* **WHAT TO WORK ON**
Read the lines below. Copy out any that hold the string "road".

Top of RECORDS TO PROCESS

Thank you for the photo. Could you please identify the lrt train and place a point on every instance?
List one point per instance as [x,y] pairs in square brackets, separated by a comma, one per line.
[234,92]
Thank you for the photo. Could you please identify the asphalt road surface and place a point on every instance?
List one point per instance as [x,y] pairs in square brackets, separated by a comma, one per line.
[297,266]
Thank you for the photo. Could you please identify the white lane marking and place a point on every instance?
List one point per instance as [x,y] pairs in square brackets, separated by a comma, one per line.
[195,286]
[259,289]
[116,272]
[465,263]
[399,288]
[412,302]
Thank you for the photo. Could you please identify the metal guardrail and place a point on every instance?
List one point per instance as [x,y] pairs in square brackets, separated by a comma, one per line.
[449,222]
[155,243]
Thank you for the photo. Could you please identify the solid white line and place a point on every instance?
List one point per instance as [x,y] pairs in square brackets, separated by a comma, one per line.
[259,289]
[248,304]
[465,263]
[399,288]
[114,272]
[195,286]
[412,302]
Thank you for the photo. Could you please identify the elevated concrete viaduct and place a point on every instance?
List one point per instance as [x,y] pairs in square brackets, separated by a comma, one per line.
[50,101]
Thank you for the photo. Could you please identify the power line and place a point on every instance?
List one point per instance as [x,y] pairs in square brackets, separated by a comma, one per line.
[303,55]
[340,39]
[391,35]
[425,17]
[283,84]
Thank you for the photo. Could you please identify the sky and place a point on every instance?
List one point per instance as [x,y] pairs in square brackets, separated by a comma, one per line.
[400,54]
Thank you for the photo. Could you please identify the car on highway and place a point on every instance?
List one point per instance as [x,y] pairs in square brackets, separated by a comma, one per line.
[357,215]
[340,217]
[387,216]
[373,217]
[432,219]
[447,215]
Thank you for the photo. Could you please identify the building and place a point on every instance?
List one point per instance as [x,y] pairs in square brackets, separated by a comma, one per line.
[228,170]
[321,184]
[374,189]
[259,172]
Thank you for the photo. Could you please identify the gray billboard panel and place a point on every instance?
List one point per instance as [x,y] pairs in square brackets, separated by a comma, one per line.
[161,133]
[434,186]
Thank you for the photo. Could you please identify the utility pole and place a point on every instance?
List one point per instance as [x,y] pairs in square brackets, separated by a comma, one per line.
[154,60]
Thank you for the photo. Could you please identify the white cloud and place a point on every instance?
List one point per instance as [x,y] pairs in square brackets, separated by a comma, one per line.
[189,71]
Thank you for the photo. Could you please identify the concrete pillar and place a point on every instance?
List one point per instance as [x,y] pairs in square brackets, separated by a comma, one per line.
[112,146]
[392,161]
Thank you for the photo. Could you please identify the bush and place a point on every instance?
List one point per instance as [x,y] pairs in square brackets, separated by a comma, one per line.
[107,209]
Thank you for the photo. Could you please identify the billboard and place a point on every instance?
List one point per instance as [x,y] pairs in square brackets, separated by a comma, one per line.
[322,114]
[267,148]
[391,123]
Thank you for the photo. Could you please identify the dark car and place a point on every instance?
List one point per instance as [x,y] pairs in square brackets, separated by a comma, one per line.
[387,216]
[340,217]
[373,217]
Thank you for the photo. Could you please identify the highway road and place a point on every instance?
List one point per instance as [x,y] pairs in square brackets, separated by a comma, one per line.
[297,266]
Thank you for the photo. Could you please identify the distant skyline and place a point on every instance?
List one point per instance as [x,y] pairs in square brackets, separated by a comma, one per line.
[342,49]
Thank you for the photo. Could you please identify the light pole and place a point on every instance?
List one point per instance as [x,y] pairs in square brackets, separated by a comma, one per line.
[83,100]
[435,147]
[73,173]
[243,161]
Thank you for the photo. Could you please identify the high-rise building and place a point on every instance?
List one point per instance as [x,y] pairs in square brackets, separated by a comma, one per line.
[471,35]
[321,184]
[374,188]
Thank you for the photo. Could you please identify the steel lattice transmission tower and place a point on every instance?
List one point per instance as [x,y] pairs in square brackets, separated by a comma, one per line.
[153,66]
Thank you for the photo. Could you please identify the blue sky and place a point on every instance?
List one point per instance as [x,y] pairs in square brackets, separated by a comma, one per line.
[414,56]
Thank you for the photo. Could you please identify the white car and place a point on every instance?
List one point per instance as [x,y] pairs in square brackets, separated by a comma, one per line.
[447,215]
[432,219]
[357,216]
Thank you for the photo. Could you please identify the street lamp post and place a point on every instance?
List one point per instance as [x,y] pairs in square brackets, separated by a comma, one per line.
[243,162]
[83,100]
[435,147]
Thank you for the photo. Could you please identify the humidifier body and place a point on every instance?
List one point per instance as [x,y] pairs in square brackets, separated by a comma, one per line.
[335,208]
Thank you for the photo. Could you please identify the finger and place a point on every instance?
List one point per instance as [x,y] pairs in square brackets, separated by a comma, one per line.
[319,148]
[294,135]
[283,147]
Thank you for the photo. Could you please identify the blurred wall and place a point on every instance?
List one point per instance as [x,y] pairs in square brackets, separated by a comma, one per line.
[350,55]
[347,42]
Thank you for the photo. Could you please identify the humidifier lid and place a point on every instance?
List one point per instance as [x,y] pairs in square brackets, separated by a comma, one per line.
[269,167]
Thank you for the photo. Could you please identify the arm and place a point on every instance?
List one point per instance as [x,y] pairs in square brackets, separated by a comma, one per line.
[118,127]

Bottom of RECORDS TO PROCESS

* **ANSWER TO THE EXERCISE**
Thank you for the photo. Could you please identify the asphalt road surface and place a point on every instance?
Thank you for the photo. Could you please identify the highway road and place a point on every instance?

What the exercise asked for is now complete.